→ Stated goal
In the data below, rewrite the part that opens with the line containing "Report the position of every instance of the shadowed" and closes with the line containing "pixel 264 500", swapping "riverside vegetation" for "riverbank plants" and keeping everything else the same. Give only those lines, and leave the pictures out.

→ Stored records
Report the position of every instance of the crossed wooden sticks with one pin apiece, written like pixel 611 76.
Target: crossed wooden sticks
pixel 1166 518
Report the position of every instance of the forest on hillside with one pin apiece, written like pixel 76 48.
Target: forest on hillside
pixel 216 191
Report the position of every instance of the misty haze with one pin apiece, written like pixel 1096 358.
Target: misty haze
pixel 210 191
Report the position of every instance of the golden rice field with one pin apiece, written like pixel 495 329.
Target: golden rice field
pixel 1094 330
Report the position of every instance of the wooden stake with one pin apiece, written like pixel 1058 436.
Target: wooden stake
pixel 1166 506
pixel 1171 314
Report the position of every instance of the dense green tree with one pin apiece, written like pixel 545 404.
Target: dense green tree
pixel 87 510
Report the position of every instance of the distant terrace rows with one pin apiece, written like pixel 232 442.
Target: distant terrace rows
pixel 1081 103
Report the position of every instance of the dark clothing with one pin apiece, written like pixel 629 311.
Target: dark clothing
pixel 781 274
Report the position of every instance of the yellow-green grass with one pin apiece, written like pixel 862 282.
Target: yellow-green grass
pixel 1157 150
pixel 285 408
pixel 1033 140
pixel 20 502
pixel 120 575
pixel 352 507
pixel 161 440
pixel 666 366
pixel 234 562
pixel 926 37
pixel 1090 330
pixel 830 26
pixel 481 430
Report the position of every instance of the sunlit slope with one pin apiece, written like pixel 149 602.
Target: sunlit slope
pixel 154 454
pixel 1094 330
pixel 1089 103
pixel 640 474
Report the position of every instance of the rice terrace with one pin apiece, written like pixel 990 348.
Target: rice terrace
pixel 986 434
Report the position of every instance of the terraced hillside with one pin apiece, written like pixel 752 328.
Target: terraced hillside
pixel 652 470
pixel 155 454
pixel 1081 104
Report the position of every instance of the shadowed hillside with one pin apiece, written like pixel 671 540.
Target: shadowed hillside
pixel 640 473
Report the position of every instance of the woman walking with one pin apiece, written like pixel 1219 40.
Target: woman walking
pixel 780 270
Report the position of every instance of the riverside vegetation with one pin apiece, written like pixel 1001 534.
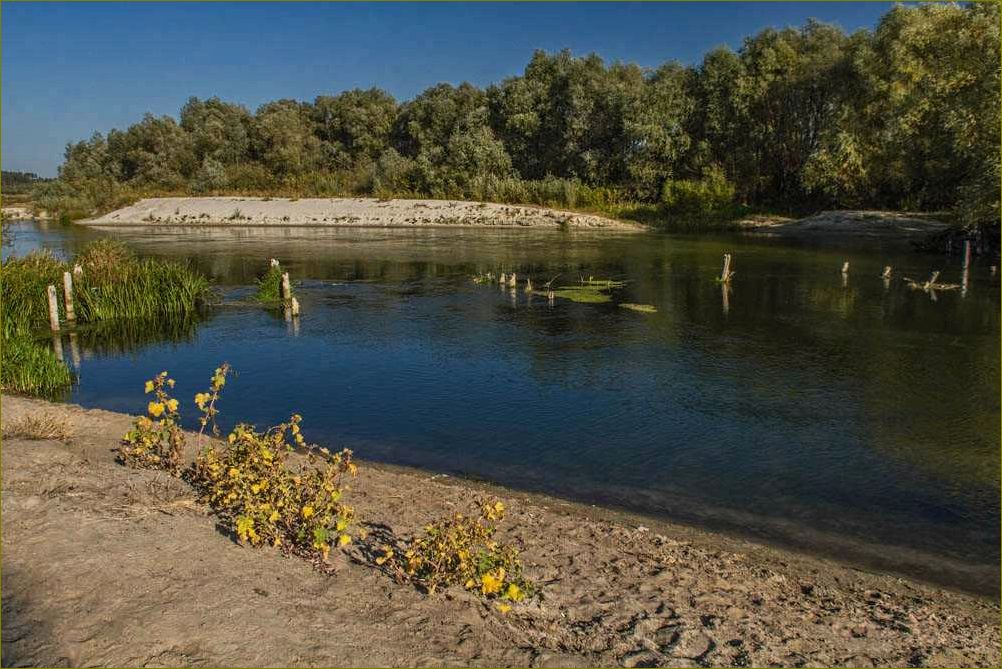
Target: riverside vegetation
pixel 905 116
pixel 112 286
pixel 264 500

...

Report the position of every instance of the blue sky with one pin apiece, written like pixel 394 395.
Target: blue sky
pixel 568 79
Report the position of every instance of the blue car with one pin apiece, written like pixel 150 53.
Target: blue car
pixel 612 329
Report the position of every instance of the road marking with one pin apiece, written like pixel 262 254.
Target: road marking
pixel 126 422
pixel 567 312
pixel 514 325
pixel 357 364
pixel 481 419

→ Task result
Report the position of every instance of the shadowed hillside with one pin apiece, written like pixel 671 540.
Target: shadowed hillside
pixel 640 473
Report the position of every instance of the woman walking with one pin apiece, written like pixel 1219 40.
Target: woman walking
pixel 780 270
Report the position of every instance of the riverbank plants with one pin apiece, written like pixel 1001 534.
Target: riverbank plants
pixel 905 116
pixel 112 286
pixel 264 500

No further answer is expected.